The Math Genealogy tree

Since the genealogy database is not available in raw form, I spidered it in April 12 2008 and scraped the link data from the 1.5 gig large HTML directory, to get the topology of the tree. I got 104185 entries with mathematicians numbered from 1 to 120915. Entered into Mathematica, I have a list of pairs (n,m), which reads that m is a "advisor" of n. Now, I assign a label "generation" g to each mathematician, which means that the mathematician has a Grandg-1 dad, but not a Grandg dad. I also assign a label "weight" w, to each mathematician X, which is the number of mathematicians which have X as an ancestor.

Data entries
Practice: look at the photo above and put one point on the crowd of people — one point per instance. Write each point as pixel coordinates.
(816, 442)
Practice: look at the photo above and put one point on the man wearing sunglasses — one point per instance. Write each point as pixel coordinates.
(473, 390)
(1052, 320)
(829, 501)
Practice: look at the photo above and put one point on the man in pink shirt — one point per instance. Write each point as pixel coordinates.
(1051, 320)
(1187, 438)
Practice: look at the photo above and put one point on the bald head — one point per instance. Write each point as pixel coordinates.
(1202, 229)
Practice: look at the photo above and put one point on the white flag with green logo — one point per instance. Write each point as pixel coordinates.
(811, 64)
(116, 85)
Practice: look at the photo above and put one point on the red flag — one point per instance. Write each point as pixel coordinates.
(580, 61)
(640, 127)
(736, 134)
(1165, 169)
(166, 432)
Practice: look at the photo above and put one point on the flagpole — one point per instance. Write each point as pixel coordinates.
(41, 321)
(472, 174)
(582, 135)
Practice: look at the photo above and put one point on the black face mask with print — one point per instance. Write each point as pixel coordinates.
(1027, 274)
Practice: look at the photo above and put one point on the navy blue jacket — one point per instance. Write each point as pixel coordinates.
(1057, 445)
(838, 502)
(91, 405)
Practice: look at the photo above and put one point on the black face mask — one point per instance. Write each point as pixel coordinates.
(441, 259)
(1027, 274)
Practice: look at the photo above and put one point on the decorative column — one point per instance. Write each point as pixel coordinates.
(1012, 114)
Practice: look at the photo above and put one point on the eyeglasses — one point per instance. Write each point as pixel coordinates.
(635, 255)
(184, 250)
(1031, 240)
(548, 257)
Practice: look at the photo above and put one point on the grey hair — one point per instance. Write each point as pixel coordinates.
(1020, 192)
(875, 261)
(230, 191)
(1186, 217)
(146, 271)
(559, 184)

* [What to work on]
1. Update the Math Genealogy text by reproducing everything from "Since the genealogy" down to "as an ancestor.", with "spidered" replaced by "crawled".
2. According to the Math Genealogy text, how many entries did the scrape produce?
These rows are separate from the Math Genealogy text.

* [Solutions to the tasks]
1.
Since the genealogy database is not available in raw form, I crawled it in April 12 2008 and scraped the link data from the 1.5 gig large HTML directory, to get the topology of the tree. I got 104185 entries with mathematicians numbered from 1 to 120915. Entered into Mathematica, I have a list of pairs (n,m), which reads that m is a "advisor" of n. Now, I assign a label "generation" g to each mathematician, which means that the mathematician has a Grandg-1 dad, but not a Grandg dad. I also assign a label "weight" w, to each mathematician X, which is the number of mathematicians which have X as an ancestor.

2. 104185 entries.